## What the task requires
Render the lines of the records below as a numbered list, skipping any blank lines, and leave the pictures out of your answer.

Point annotation dataset records:
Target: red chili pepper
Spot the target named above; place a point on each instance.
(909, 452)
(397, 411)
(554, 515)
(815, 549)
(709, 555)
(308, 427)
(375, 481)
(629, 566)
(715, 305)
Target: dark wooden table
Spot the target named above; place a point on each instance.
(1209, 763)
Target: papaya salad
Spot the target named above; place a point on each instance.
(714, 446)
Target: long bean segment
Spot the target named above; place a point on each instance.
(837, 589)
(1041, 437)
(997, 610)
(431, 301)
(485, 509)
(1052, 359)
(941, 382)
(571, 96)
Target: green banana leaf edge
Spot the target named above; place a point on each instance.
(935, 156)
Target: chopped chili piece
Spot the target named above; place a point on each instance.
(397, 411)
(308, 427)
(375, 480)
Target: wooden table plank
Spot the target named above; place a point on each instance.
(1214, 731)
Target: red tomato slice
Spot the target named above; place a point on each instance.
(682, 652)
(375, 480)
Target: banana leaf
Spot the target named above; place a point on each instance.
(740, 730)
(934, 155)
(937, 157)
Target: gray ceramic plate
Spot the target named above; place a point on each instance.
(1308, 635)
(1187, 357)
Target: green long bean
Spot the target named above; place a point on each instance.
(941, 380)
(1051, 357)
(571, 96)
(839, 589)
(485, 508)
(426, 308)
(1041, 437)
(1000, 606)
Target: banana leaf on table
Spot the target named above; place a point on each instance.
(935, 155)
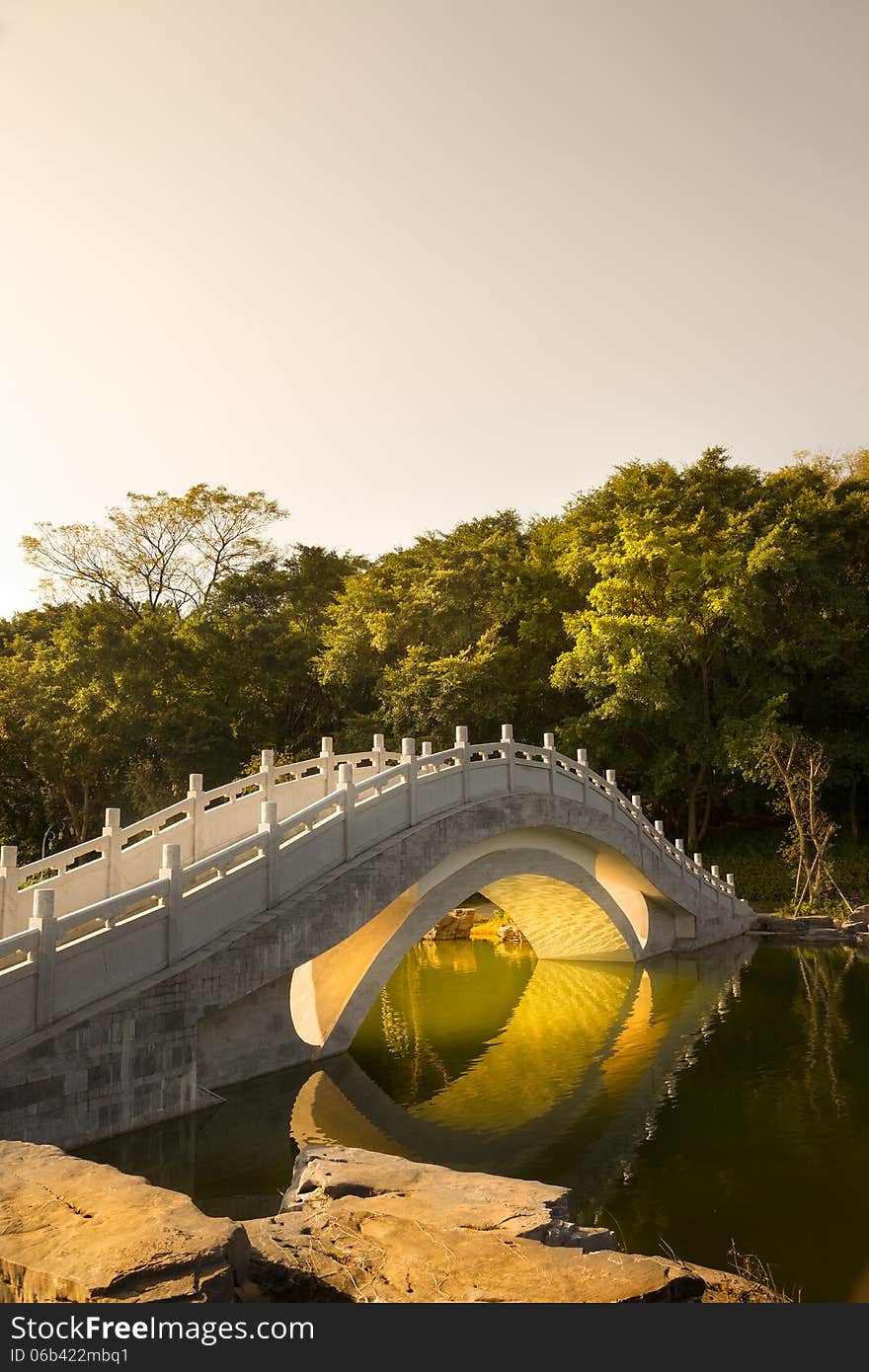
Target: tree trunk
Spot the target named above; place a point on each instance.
(693, 791)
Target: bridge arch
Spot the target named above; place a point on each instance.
(570, 899)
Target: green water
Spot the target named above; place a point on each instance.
(692, 1105)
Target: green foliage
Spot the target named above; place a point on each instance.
(460, 627)
(665, 622)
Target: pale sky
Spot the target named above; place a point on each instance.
(401, 263)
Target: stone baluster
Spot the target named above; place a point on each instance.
(267, 764)
(345, 784)
(42, 918)
(507, 738)
(461, 742)
(112, 830)
(268, 826)
(549, 745)
(196, 809)
(9, 889)
(327, 755)
(378, 752)
(173, 875)
(408, 755)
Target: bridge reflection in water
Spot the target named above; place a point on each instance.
(576, 1061)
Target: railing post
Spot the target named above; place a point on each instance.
(345, 782)
(378, 751)
(549, 744)
(268, 825)
(42, 918)
(408, 755)
(583, 757)
(461, 741)
(507, 737)
(327, 752)
(9, 892)
(172, 872)
(614, 794)
(267, 764)
(112, 830)
(196, 809)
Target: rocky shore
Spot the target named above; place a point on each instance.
(816, 929)
(355, 1225)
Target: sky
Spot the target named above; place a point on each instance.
(404, 263)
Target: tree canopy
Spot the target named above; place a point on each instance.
(665, 620)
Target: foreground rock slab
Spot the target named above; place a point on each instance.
(355, 1225)
(73, 1230)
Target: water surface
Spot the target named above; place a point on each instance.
(696, 1105)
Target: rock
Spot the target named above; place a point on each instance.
(511, 933)
(439, 1195)
(382, 1228)
(456, 925)
(356, 1225)
(73, 1230)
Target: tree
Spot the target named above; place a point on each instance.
(460, 627)
(158, 551)
(795, 769)
(669, 643)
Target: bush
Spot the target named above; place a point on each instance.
(762, 875)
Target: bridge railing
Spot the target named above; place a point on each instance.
(200, 822)
(69, 959)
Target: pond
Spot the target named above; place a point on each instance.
(702, 1106)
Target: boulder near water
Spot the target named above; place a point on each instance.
(355, 1225)
(73, 1230)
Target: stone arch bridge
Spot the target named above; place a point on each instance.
(252, 926)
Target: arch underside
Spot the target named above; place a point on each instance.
(573, 899)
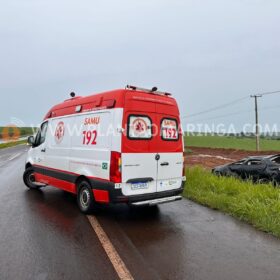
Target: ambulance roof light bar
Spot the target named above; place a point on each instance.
(154, 90)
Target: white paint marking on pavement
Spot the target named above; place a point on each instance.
(14, 156)
(110, 250)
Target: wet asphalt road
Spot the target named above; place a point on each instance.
(44, 236)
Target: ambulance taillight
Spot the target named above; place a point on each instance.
(116, 167)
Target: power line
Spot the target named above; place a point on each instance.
(269, 92)
(234, 114)
(216, 108)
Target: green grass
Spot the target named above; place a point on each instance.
(12, 144)
(258, 205)
(23, 131)
(231, 142)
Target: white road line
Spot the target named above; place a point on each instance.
(110, 250)
(14, 156)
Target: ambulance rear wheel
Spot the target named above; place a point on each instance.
(29, 178)
(85, 198)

## Reply
1. Target: red chili pepper
2. Spot the target named above; place a point on each instance.
3. (909, 452)
4. (397, 411)
5. (554, 515)
6. (815, 549)
7. (709, 555)
8. (308, 427)
9. (375, 481)
10. (629, 566)
11. (715, 305)
12. Target: dark wooden table
13. Spot the target named above; place a point on each instance.
14. (1209, 763)
15. Target: papaya salad
16. Spot the target named above; place a point on each instance.
17. (714, 446)
18. Target: long bean segment
19. Spot the target named above; place a point on each instance.
20. (837, 589)
21. (1041, 437)
22. (997, 610)
23. (431, 301)
24. (485, 509)
25. (1052, 359)
26. (941, 382)
27. (571, 96)
28. Target: green banana leaf edge
29. Spot the target named above; place a point on each instance.
30. (935, 156)
31. Target: chopped chili piece
32. Spot the target named above; place a point on each instance.
33. (397, 411)
34. (308, 427)
35. (375, 480)
36. Target: wooden table plank
37. Spot the target named above; place a point on each instance.
38. (1214, 731)
39. Target: red tomato slice
40. Spot the target named above; place a point on each instance.
41. (682, 652)
42. (375, 480)
43. Target: banana leaf
44. Spot the target named above; place a point on each instance.
45. (740, 730)
46. (934, 155)
47. (937, 157)
48. Target: gray ceramic plate
49. Spot the target named above; place a point on each instance.
50. (1308, 635)
51. (1187, 357)
52. Target: green long bean
53. Spot the target named above; place a point on each instance.
54. (941, 380)
55. (1051, 357)
56. (571, 96)
57. (839, 589)
58. (485, 508)
59. (426, 308)
60. (1041, 437)
61. (1000, 606)
62. Target: banana leaf on table
63. Spot the target named above; place a point on each instance.
64. (935, 155)
65. Target: tree trunk
66. Spot the target named above; place a point on each instance.
67. (693, 791)
68. Target: bridge arch
69. Spot the target named above; place a point on each instance.
70. (570, 899)
71. Target: green water
72. Spot the target named above; place a point on each instance.
73. (692, 1105)
74. Target: green foliage
75. Spot the target named above; place a point on each instance.
76. (460, 627)
77. (665, 622)
78. Target: pale sky
79. Spot the target named above; place a point on each instance.
80. (401, 263)
81. Target: stone baluster
82. Spot the target named above; place a point on each instance.
83. (267, 764)
84. (345, 784)
85. (42, 918)
86. (507, 738)
87. (461, 742)
88. (112, 830)
89. (268, 826)
90. (549, 745)
91. (196, 809)
92. (9, 889)
93. (327, 755)
94. (378, 752)
95. (173, 875)
96. (408, 755)
97. Target: bridge reflection in water
98. Spot the target named above; place a point on each instance.
99. (576, 1061)
100. Target: railing post
101. Spot the target named above; place a point on each instance.
102. (345, 782)
103. (378, 751)
104. (549, 744)
105. (268, 825)
106. (42, 918)
107. (408, 755)
108. (583, 757)
109. (461, 741)
110. (507, 737)
111. (327, 752)
112. (9, 892)
113. (172, 872)
114. (614, 794)
115. (267, 764)
116. (112, 830)
117. (196, 809)
118. Target: rocky shore
119. Spot the target named above; place a point on each instance.
120. (816, 929)
121. (355, 1225)
122. Target: sky
123. Spot the target named above; place a point on each instance.
124. (404, 263)
125. Target: tree canopy
126. Spot the target named above; place a point on each instance.
127. (665, 620)
128. Target: foreground rock slab
129. Spot the target named above; place a point on each instance.
130. (355, 1225)
131. (73, 1230)
132. Target: water surface
133. Spot the target named above; place a point on each instance.
134. (696, 1105)
135. Target: rock
136. Spot the target named above; place a point on each instance.
137. (511, 933)
138. (439, 1195)
139. (382, 1228)
140. (456, 925)
141. (356, 1225)
142. (73, 1230)
143. Target: tree
144. Spot the target named above; place a point on each instance.
145. (460, 627)
146. (158, 551)
147. (795, 769)
148. (669, 643)
149. Target: bush
150. Spot the target named above; place a point on each instance.
151. (762, 875)
152. Target: bridge railing
153. Spot the target named above; place a point on each instance.
154. (200, 822)
155. (69, 959)
156. Target: pond
157. Spot the target named above; place a point on each instance.
158. (702, 1106)
159. Target: boulder near water
160. Spot the target named above; place a point on each instance.
161. (355, 1225)
162. (73, 1230)
163. Target: stone arch bridge
164. Spot the target named above; place a point on each instance.
165. (252, 926)
166. Target: arch underside
167. Spot the target named above; place a point on each instance.
168. (573, 899)
169. Target: ambulance roof light bar
170. Spot the target named above; place a point on each instance.
171. (154, 90)
172. Target: white paint marking on pavement
173. Spot the target named above; place a point on each instance.
174. (14, 156)
175. (110, 250)
176. Target: wet asphalt road
177. Spot the target named above; place a point on each instance.
178. (44, 236)
179. Target: ambulance taillight
180. Spot the target named above; place a point on each instance.
181. (116, 167)
182. Target: power line
183. Spot the target named above; place a point on each instance.
184. (269, 92)
185. (234, 114)
186. (216, 108)
187. Target: green grass
188. Spot the target named above; place a point on each instance.
189. (12, 144)
190. (258, 205)
191. (23, 131)
192. (231, 142)
193. Target: white road line
194. Spot the target named above; place a point on each instance.
195. (110, 250)
196. (14, 156)
197. Target: ambulance rear wheel
198. Spot the target named above; place a point on each instance.
199. (29, 178)
200. (85, 198)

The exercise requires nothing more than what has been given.